- [EXCERPTED RECORDS]
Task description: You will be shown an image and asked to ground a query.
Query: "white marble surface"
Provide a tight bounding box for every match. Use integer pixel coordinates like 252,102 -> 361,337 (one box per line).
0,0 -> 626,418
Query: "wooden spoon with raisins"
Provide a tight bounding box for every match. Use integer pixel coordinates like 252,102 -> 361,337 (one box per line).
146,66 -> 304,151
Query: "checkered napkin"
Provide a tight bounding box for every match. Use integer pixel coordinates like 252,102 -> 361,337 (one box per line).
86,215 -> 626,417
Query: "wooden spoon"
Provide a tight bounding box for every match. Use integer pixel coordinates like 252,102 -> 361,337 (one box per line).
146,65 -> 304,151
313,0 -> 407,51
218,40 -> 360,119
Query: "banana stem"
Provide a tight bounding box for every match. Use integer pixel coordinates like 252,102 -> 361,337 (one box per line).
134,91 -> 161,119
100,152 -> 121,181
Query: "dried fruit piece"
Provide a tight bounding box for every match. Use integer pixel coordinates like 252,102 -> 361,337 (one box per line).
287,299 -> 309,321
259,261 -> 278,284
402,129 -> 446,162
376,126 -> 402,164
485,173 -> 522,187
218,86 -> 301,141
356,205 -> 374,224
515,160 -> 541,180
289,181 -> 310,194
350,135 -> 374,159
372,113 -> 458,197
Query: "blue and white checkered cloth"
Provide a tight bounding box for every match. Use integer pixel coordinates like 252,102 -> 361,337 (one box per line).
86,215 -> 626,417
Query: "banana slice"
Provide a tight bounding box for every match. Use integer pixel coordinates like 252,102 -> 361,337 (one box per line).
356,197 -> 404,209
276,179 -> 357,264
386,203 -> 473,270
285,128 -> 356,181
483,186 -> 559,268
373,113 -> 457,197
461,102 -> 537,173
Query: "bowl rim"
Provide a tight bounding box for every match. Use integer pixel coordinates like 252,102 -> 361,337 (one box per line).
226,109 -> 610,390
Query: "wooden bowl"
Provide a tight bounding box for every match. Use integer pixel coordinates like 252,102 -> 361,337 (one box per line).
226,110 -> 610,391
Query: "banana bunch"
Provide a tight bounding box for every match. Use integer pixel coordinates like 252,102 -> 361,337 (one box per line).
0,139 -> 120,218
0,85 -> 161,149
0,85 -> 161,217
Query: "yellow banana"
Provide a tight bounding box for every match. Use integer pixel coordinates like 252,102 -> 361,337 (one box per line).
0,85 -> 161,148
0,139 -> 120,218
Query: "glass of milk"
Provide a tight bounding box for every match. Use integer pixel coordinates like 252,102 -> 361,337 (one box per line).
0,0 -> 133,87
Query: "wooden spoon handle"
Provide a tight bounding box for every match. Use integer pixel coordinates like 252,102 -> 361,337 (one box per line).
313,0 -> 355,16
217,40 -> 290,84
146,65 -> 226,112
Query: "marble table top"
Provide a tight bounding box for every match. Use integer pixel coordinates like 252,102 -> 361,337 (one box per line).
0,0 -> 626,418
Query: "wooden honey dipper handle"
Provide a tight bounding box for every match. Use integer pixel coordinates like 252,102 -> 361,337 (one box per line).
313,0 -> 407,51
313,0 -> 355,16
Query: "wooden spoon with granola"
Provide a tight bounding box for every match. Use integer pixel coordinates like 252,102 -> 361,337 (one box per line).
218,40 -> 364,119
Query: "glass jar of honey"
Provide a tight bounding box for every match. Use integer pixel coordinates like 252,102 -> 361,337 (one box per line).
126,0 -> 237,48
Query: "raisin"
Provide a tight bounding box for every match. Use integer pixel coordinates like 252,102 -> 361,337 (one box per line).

- [EXERCISE REQUIREMENTS] Reproduce all the rows above, swapping every "wooden spoon" for "wooden ladle" and leaving everything else unchanged.

- [EXERCISE SOLUTION]
Task description: You will be shown an image and asked to ground a query.
Query: "white marble surface"
Provide a tight bounding box for every match. Use integer pixel coordinates like 252,102 -> 361,337 (one box per line).
0,0 -> 626,418
Query: "wooden ladle with raisins"
Provide a tight bounding box for every match. Use integer pixel coordinates like 252,102 -> 361,337 (one box per line).
146,66 -> 304,151
Query: "checkered napkin"
Provide a tight bounding box for every match. Use integer pixel coordinates like 252,102 -> 361,337 (one box per line).
86,215 -> 626,417
Query: "wooden ladle"
Provide a tight bounding box for every match. Use integer pixel coordinates like 252,102 -> 361,337 (one box per line).
146,65 -> 304,151
313,0 -> 407,51
218,40 -> 360,119
Query: "banana stem"
Provide a tight bounding box for every match. Use integer pixel coordinates like 252,102 -> 361,337 (one box per line).
134,91 -> 161,119
100,152 -> 121,181
Query: "dried fruit piece"
Provide a tight bounding box for every match. Use integer pixel coordinates like 252,102 -> 361,337 (one box per line).
287,299 -> 309,321
259,261 -> 278,284
402,129 -> 446,162
376,126 -> 402,164
485,173 -> 522,187
218,86 -> 301,141
356,205 -> 374,224
515,160 -> 541,180
289,181 -> 310,194
350,135 -> 374,159
372,113 -> 458,197
Query: "blue and white checkered cloth"
Provide a tight bounding box for every match. Use integer pixel coordinates like 252,102 -> 361,337 (one box per line).
86,215 -> 626,417
Query: "banana slice"
Provide a tight bounding box for every match. Use integer pixel coordinates like 252,102 -> 361,337 (one box per line).
356,197 -> 404,209
276,179 -> 357,264
386,203 -> 473,270
285,128 -> 356,181
483,186 -> 559,268
373,113 -> 457,197
461,102 -> 537,173
Query: "bowl rim"
Provide a tight bounding box for every match. Use integer pixel coordinates like 252,102 -> 361,337 (one box per line).
226,109 -> 610,390
Query: "wooden bowl"
Provide a tight bounding box for every match. Use integer pixel coordinates like 252,102 -> 361,337 (one box per line).
226,110 -> 610,391
Query: "banana bunch"
Provide a tight bounding box for every match. Use integer pixel coordinates like 252,102 -> 361,337 (one box per line).
0,139 -> 120,218
0,85 -> 161,149
0,85 -> 161,217
Query: "yellow banana"
Provide a tight bounding box for every match. Use integer pixel coordinates like 252,102 -> 361,337 (one box per line).
0,85 -> 161,148
0,139 -> 120,218
Query: "glass of milk"
Provide a tight bounding box for every match. Use integer pixel coordinates like 252,102 -> 361,337 (one box per line).
0,0 -> 133,87
Query: "wooden ladle handle"
Provide a tight bounding box for every match. Use integer pixel coordinates like 252,102 -> 361,337 (one box per line).
313,0 -> 355,16
217,40 -> 290,84
146,65 -> 226,112
Query: "marble table top"
Provide a tight bounding box for every match. Use integer pixel coordinates like 252,102 -> 361,337 (one box per line).
0,0 -> 626,418
Query: "wooden honey dipper handle"
Provide a tight bounding box for every match. Use integer pixel coordinates like 252,102 -> 361,337 (one box per line).
313,0 -> 407,51
313,0 -> 355,16
Query: "wooden ladle with granola"
Provide a tight bounding box for every match. Use integer pixel coordinates like 252,102 -> 361,337 (one box per line).
218,40 -> 364,119
Query: "glass jar of honey"
Provide a tight bounding box for every match. Use integer pixel coordinates like 252,102 -> 361,337 (one box per line).
126,0 -> 237,48
Query: "raisin"
Provide a tight bounding box for every match. Use integer pixel coordinates like 252,102 -> 361,337 (one box per line).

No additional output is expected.